* BEGIN Records shown *
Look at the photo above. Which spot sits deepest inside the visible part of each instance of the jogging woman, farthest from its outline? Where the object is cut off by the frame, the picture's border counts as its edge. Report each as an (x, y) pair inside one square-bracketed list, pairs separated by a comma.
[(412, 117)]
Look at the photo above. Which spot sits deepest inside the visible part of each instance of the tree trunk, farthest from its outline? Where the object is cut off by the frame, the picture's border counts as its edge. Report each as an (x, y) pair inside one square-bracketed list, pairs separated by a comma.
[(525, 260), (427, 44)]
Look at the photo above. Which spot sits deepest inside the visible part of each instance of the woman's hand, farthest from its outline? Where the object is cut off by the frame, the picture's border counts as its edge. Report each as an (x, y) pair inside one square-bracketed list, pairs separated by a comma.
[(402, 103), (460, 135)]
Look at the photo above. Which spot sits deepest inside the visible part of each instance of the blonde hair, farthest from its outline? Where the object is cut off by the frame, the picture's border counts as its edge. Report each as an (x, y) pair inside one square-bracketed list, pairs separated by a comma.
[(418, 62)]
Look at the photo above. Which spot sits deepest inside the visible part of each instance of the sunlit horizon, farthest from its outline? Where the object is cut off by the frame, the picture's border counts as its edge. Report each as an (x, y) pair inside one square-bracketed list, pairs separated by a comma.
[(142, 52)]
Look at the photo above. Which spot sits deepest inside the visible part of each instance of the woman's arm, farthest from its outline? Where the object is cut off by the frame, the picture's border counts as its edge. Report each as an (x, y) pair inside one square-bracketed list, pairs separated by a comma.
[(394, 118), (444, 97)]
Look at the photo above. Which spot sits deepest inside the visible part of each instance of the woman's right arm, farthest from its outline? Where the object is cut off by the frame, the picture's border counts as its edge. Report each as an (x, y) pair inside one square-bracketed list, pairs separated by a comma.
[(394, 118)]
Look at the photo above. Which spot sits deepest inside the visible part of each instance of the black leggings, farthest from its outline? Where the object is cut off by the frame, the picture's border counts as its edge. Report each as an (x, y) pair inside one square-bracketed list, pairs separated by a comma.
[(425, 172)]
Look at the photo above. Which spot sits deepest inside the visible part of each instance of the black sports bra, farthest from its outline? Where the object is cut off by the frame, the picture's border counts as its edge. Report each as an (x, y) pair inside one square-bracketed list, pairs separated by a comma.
* END Records shown *
### The request
Extract every line of the listing above verbatim, leaving each one unchanged and in its original order.

### Written response
Look at the photo above. Which spot sits deepest inside the visible part of each instance of the jogging woman, farthest from its outline? Where the object is cut off by the frame, the picture's border counts as its edge. Report each as an (x, y) pair inside one square-bracketed list, pairs separated by a comma.
[(412, 117)]
Look at the photo above. Which spot sits deepest inside the visible part of each instance of the tree trunk, farthest from its outline? Where the object is cut off by the frame, the picture's border counts as its edge. Report each as an (x, y) pair inside one square-bracketed list, pairs separated by a comma.
[(525, 260), (427, 44)]
Look at the photo above. Which spot sits deepest inside the visible part of each instance of the woman's hand, farthest from its outline? Where the object is cut off by the frame, the picture's border counts as its edge. Report each as an (x, y) pair inside one square-bracketed list, pairs separated by a comma.
[(402, 103), (460, 135)]
Look at the photo above. Which spot sits deepest inside the visible part of each instance of the blonde hair, farthest from its outline? Where the object is cut off by the frame, the picture's border counts as its edge. Report each as an (x, y) pair inside one square-bracketed list, pairs separated by a comma.
[(418, 62)]
Look at the photo above. Which spot sits deepest inside the visible part of each instance of the sunlit horizon, farthest from its outline? Where the object is cut off by the frame, the picture's border counts as its edge. Report each as an (x, y) pair inside one square-bracketed list, pairs separated by a comma.
[(142, 52)]
Look at the photo above. Which spot sits deepest inside the visible part of each instance of the woman's arm, farthest from its outline? Where the object is cut off by the frame, the picture's border counts as its edge. Report each as an (x, y) pair inside one square-bracketed list, pairs separated by a comma.
[(394, 118), (444, 97)]
Look at the photo above. Which spot sits deepest inside the visible part of each instance of the woman's right arm, farthest from its outline? Where the object is cut off by the frame, the picture's border counts as its edge. Report each as an (x, y) pair inside one square-bracketed list, pairs separated by a comma.
[(394, 118)]
Look at the photo above. Which spot sits deepest inside the visible part of each instance of the black leggings, farthest from its outline? Where the object is cut off by the frame, the picture's border counts as its edge. Report each as an (x, y) pair inside one square-bracketed list, pairs separated by a comma.
[(425, 172)]
Look at the photo above. Which spot sits deepest inside the visible part of each instance of the black sports bra, farthest from its outline? Where the object is cut off by the frame, the picture's border counts as its edge. Report each as an (x, y) pair inside one square-bracketed list, pairs separated by a comma.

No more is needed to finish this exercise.